§ **PROBLEM**: Reproduce the records below exactly, leaving out any pictures.

§ **DATASET RECORDS**:
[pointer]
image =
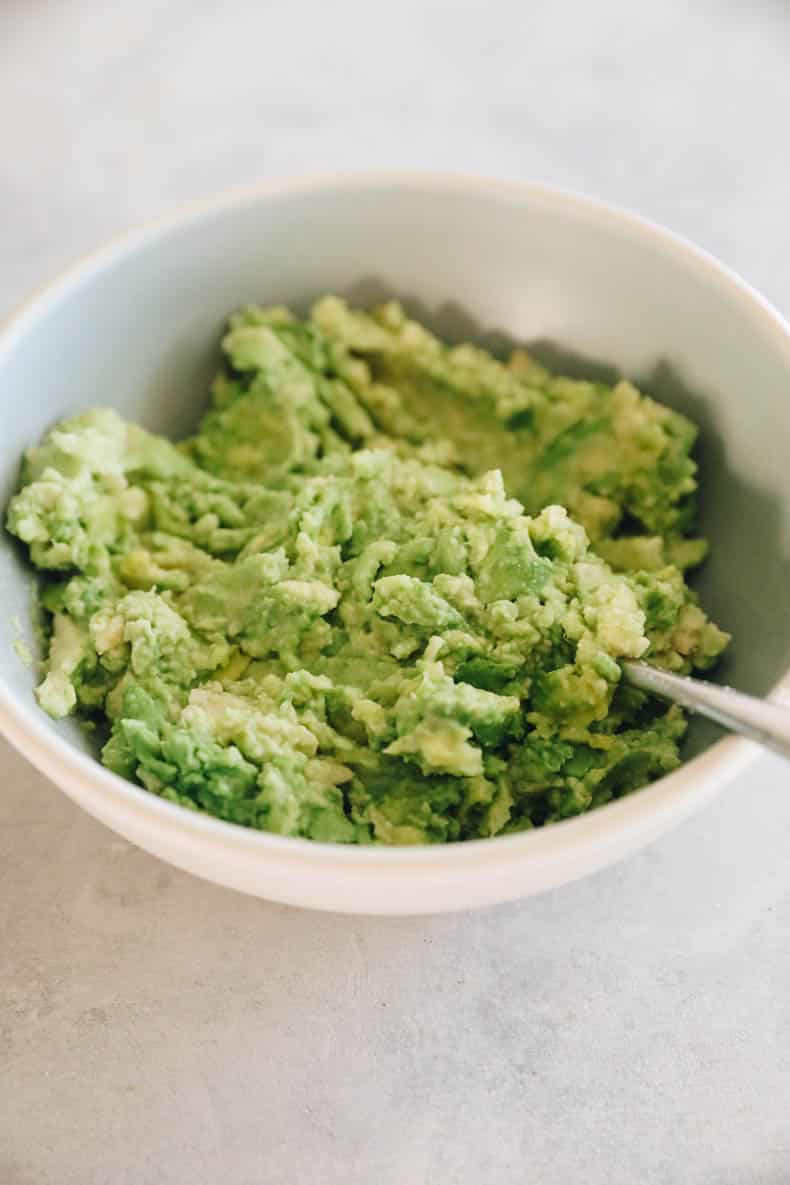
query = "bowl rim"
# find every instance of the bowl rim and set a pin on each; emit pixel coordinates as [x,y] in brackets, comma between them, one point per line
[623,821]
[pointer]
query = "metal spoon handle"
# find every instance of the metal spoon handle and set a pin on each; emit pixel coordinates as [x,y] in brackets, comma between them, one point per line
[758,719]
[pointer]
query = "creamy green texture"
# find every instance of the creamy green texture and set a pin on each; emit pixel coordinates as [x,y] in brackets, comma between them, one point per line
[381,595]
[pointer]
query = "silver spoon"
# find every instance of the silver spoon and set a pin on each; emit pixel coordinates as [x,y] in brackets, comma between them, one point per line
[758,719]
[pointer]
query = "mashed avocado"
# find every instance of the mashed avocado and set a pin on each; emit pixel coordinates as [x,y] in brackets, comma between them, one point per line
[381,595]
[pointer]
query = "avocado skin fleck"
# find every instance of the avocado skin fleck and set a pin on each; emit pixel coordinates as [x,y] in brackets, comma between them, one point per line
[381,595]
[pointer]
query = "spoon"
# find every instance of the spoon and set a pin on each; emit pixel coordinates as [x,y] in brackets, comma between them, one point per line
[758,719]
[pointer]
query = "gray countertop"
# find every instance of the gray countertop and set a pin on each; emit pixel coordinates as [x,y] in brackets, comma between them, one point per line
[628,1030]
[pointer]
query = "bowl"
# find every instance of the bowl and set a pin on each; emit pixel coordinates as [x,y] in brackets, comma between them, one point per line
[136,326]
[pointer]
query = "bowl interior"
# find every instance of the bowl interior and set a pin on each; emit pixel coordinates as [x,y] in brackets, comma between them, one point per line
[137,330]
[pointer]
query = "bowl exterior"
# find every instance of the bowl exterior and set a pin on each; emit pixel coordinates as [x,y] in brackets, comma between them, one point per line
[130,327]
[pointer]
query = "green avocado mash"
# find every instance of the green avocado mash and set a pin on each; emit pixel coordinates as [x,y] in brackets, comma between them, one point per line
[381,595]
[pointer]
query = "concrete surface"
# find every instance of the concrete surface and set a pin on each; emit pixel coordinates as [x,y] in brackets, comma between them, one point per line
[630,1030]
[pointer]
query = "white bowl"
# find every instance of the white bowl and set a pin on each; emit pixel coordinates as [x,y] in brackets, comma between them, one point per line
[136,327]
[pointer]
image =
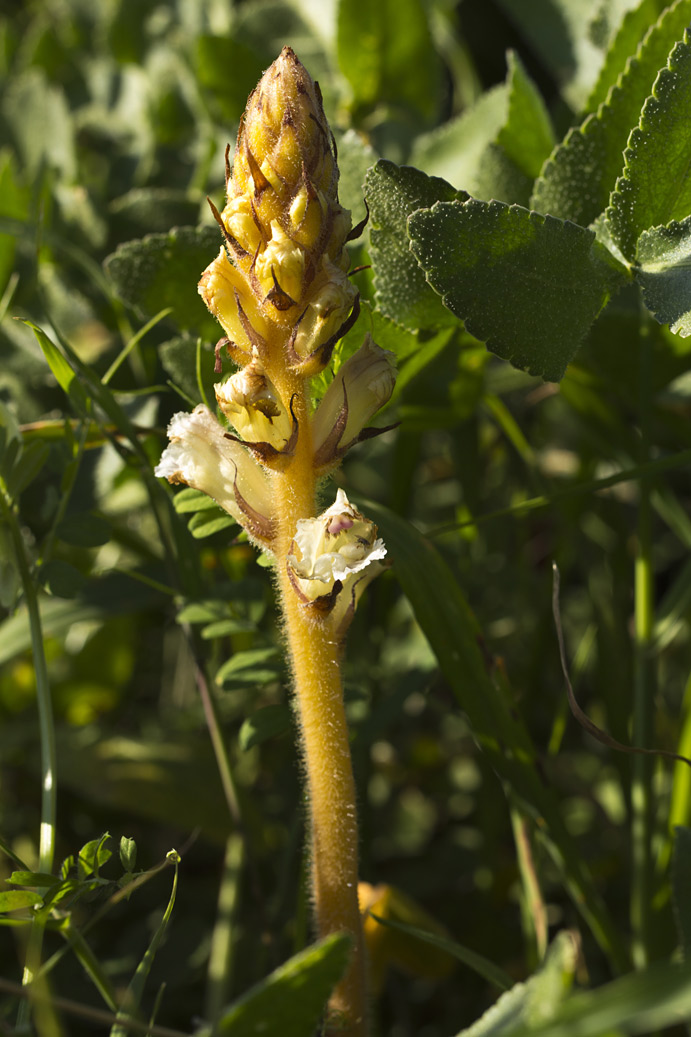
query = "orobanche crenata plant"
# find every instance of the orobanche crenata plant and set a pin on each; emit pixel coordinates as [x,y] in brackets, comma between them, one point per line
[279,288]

§ **EXERCISE OUTPUT**:
[pointer]
image =
query = "bowl rim"
# find every instance of the bowl rim and set a pin on each; emit pixel coordinates as [x,y] in brackets, comma between them, one point per line
[623,821]
[pointer]
query = "metal spoon handle"
# find every instance of the metal spoon handle and set a pin on each; emit pixel coordinates as [x,y] in brackets, comma between them, one point per line
[758,719]
[pointer]
query = "creamy green texture"
# find every instance of the creamy green texture and set a pin on each; emit pixel coordinates as [x,y] in brackets, comma between them, one point per line
[381,595]
[pointer]
query = "silver spoon"
# find every instance of the silver spoon and set a pin on each; emit pixel coordinates as [x,y] in brackets, comma between them, one point per line
[758,719]
[pointer]
query = "mashed avocado"
# find every instance of the mashed avocado and set a pin on each; emit pixel coordinates as [x,y] in brackets, comma between them, one point per line
[381,595]
[pointer]
query = "avocado skin fleck"
# find every instance of the avocado skin fleck and set a pin on each; emit pixel coordinates as [x,y] in brackets, comma between them, one point per line
[381,595]
[pointer]
query = "spoon"
# find every instance of the spoon and set a pin on each; emit pixel coordinates as [x,y] in brackets, comma between them, one point per line
[758,719]
[pointer]
query = "gray countertop"
# find every instance of the gray countertop and set a pin on each; emit pixel coordinates as [x,y] in brackets, comma between them, one point per line
[628,1030]
[pointer]
query = "bowl"
# find every instance of the bowl and set a pin on each; emit pixel coordinates as [x,y] in brackets, comma between them, one point per line
[136,326]
[pointer]
query = "bowl interior"
# find every instance of the bowl interior and set a pin on each; emit pixel coordinates as [x,y] in brackets, comma between them, one point per line
[137,330]
[pointer]
query = "bowl exterior"
# find every instance of the bowl exterior and set a pin on each; emit pixel coordinates as [x,y] in brackets, comma between them, one point per line
[130,327]
[pointer]
query = "green avocado mash"
# find every instance of the green avocado mash and set a pin on each; emit pixel coordinates as [x,y] in brackets, comma between them, one point per line
[381,595]
[pointer]
query = "concrete surface"
# find every instance of the concrete surface and set a pin on each; emit pixel coordinates as [x,y] in brackets, comma between them, one point per line
[630,1030]
[pointer]
query = "white bowl"
# find every instance of the white bowl and set a pin on each; emit pixel coordinates as [x,y] in brackets, comma between them, one point per line
[136,327]
[pointer]
image =
query = "orobanche crenata plant"
# find every instance of the orobanche crenata plant and set a pin on each; emit pixel coordinates as [x,y] in brackets, comma between them, one point per line
[279,288]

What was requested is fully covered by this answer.